(SUPPLIED DATA begins)
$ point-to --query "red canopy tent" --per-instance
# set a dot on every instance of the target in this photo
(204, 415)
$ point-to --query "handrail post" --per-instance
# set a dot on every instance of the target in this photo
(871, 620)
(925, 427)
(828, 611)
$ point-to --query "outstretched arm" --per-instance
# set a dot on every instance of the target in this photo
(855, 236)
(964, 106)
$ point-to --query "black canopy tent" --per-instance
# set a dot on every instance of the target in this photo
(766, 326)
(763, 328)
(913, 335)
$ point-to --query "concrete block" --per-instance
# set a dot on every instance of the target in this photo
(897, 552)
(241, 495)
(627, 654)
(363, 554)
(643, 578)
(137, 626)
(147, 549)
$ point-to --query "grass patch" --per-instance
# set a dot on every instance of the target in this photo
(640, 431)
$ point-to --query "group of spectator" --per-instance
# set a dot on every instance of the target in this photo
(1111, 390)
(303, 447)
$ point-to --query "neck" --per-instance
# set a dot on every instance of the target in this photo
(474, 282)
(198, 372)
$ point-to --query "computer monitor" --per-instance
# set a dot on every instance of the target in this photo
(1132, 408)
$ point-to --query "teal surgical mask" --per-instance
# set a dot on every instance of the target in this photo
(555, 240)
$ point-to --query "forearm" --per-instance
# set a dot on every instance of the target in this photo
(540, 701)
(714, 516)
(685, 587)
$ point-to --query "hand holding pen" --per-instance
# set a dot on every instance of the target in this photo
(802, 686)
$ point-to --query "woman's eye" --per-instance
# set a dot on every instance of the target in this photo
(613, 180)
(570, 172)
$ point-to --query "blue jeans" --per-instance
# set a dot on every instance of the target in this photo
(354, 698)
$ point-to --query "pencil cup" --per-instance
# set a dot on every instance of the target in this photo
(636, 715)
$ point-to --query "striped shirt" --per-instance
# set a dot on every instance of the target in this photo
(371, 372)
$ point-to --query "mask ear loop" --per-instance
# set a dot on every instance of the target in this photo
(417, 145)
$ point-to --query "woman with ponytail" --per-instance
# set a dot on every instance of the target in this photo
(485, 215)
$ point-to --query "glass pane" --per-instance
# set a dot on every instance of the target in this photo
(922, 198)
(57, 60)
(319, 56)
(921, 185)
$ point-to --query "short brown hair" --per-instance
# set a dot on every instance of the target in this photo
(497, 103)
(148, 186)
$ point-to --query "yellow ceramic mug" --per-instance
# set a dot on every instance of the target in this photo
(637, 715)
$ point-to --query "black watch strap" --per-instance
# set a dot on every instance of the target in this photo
(SUPPLIED DATA ends)
→ **GOAL OF THE EXERCISE**: Lines of the listing above that hold the string "tent" should each be copied.

→ **EXPECTED OUTPUT**:
$ point-to --query "red canopy tent" --per-instance
$ point-to --query "black canopy tent" --per-instance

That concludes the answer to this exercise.